Ask most Practices if they have a ‘backup’ and they most always reply “Yes – we have a backup”. When asked “how sure are you that it is working, and does it include everything?” most are a lot less certain. Ransomware destroys any backup it can find. Does your strategy account for this?

Backup is a primary concern to most Practices (or should be). It is your lifeline after a natural disaster like fire/theft/flood, or more commonly now a deliberate attack by a hacker. We still live in a world where computers fail and people make mistakes, so a backup can save the day here, too.

Having “a backup” isn’t a singular approach anymore. A good backup is a strategy designed to provide you with a means of recovery that works for all the challenges.

No single backup solution is sufficient to protect you.

MME will review your Practice, how it operates, and what data exist within it to protect. We will work with you to discuss your options, their benefits and costs.


You cannot have too many backups. MME will plan a backup strategy for your Practice that is multi-tiered. Each plays a role and defends from different challenges.

  • Knowing what data need backing up – Far to often when MME is asked to review a new clients network we discover that the previous IT person has not taken the time to learn where all your data are, and merely assumes they are on the Server. The odds are good that data are being missed by the backup. The most commonly missed piece of data is your most important, the SQL database that your practice management application uses to hold all your patient data, schedule, treatment data and financials. MME knows how dental software applications and imaging devices work and where they store their data. It is not always where you would expect. Many applications have their own built in backup routines, and these need to be properly configured for your selected backup solution. Understanding this is a critical first step.
  • Shadow Copies – A simple first line of defense built into Microsoft Windows Server software. They can quickly and simply recover files accidentally modified or deleted by your staff. This is a free solution included in Windows Server and is simple to enable. Keep in mind that if the Server dies, this dies with it, and, in most cases ransomware is smart enough to destroy these backups.

→ DATA UNDER STUDY:
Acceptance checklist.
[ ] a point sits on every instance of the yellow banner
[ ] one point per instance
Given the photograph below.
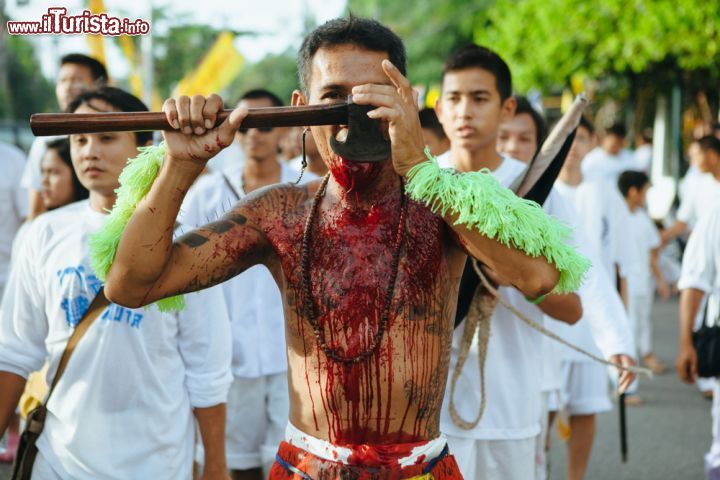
(95, 42)
(128, 48)
(217, 69)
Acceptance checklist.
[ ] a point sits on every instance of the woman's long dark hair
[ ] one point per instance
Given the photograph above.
(62, 147)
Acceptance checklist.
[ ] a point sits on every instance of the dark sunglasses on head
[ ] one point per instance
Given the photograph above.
(262, 129)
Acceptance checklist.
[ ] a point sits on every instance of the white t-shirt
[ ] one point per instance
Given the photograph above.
(704, 195)
(643, 158)
(600, 165)
(687, 184)
(643, 237)
(253, 300)
(513, 374)
(604, 217)
(13, 204)
(604, 328)
(123, 408)
(32, 175)
(701, 262)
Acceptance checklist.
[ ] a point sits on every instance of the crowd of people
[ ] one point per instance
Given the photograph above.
(321, 307)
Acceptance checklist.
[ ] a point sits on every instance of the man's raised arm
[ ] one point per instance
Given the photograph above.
(517, 240)
(148, 266)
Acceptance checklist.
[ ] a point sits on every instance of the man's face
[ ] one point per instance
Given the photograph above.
(637, 196)
(257, 144)
(708, 161)
(437, 145)
(470, 108)
(99, 158)
(583, 143)
(72, 80)
(613, 144)
(518, 137)
(335, 71)
(695, 154)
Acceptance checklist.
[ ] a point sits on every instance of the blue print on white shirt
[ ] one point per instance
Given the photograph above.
(78, 289)
(119, 314)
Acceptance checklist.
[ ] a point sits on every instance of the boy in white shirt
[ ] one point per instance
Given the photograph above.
(608, 160)
(77, 73)
(643, 236)
(700, 282)
(124, 407)
(571, 379)
(476, 98)
(705, 191)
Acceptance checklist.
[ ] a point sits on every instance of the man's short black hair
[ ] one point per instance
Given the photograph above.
(120, 99)
(709, 142)
(363, 32)
(62, 147)
(587, 125)
(476, 56)
(646, 134)
(524, 106)
(617, 129)
(429, 120)
(97, 69)
(632, 179)
(262, 93)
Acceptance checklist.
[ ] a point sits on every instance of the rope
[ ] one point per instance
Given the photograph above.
(478, 319)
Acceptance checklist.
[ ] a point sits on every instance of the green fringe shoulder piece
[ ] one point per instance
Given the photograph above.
(135, 180)
(482, 204)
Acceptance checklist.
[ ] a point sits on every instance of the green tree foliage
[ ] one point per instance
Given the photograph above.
(430, 30)
(178, 49)
(29, 92)
(547, 41)
(276, 73)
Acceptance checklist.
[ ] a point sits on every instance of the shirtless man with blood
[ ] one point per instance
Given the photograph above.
(367, 270)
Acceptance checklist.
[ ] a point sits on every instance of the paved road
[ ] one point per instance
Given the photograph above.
(667, 436)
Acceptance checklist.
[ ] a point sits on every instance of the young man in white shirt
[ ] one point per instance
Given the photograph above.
(257, 410)
(700, 285)
(124, 407)
(705, 191)
(13, 204)
(608, 160)
(77, 72)
(645, 274)
(433, 134)
(573, 380)
(476, 99)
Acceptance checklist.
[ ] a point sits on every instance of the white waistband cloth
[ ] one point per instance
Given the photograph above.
(335, 453)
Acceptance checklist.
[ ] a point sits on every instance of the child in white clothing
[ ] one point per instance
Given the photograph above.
(645, 270)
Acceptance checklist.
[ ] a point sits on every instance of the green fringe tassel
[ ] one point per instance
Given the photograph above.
(135, 181)
(482, 204)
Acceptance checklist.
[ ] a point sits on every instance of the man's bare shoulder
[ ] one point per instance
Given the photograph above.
(280, 199)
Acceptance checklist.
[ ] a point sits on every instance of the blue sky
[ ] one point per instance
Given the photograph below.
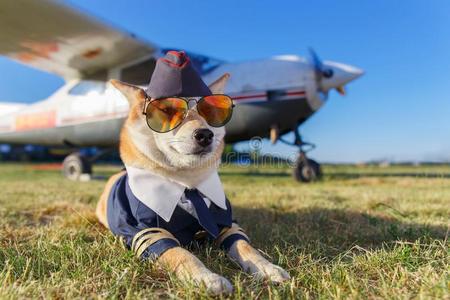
(400, 109)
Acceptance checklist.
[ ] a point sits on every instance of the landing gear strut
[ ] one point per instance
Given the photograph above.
(77, 167)
(305, 169)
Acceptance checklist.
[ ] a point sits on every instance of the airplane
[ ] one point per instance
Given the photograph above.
(273, 96)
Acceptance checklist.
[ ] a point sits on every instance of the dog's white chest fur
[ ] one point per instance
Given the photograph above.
(162, 195)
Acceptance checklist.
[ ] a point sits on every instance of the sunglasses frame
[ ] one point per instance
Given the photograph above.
(187, 100)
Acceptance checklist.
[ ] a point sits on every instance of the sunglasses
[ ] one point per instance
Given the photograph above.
(166, 114)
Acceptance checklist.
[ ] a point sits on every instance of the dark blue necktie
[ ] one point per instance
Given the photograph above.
(204, 216)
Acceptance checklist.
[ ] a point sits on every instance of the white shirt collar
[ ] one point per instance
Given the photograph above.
(162, 195)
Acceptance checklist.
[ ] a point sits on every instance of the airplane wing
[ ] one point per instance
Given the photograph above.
(59, 39)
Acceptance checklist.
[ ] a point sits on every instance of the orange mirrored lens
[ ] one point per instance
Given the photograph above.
(166, 114)
(216, 109)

→ ACTIVITY LIST:
1. In the text on dental practice backups, which piece of data is named as the one most commonly missed by the backup?
2. Continue the text on dental practice backups, beginning right after its final bullet point.

→ RESULTS BY TASK:
1. The SQL database that the practice management application uses to hold all patient data, schedule, treatment data and financials.

2.
  • Onsite Backup – A good old-fashioned onsite backup is still the solution for a lot of problems. Configured to run on a schedule, they create daily, weekly and monthly imaged-based backups that are a full ‘photocopy’ of your entire server’s contents. These are usually created by backup software such as Acronis (learn more about how we use Acronis here) and stored on an external USB hard drive in an encrypted format. If the server dies, we can quickly restore everything back to the exact moment the backup was taken. Keep in mind that if there is a fire/theft/flood event at the location of the server the USB onsite backup drive usually suffers the same fate and may not be able to save the day. A ransomware attack will also look for any attached USB backup drive and destroy the backup.
  • Offsite Portable Backup – Similar to the onsite backup, but they are done daily, and ideally carried offsite by a staff member each day. A number of portable USB hard drives are cycled through (one for every day of the week for example). Only today’s portable drive is attached to the server. They offer the same type of quick recovery as the onsite, but the USB drives kept offsite when not in use provide additional protection from fire/theft/flood and ransomware attacks. Fire/theft/floods or ransomware cannot damage them if they are not there.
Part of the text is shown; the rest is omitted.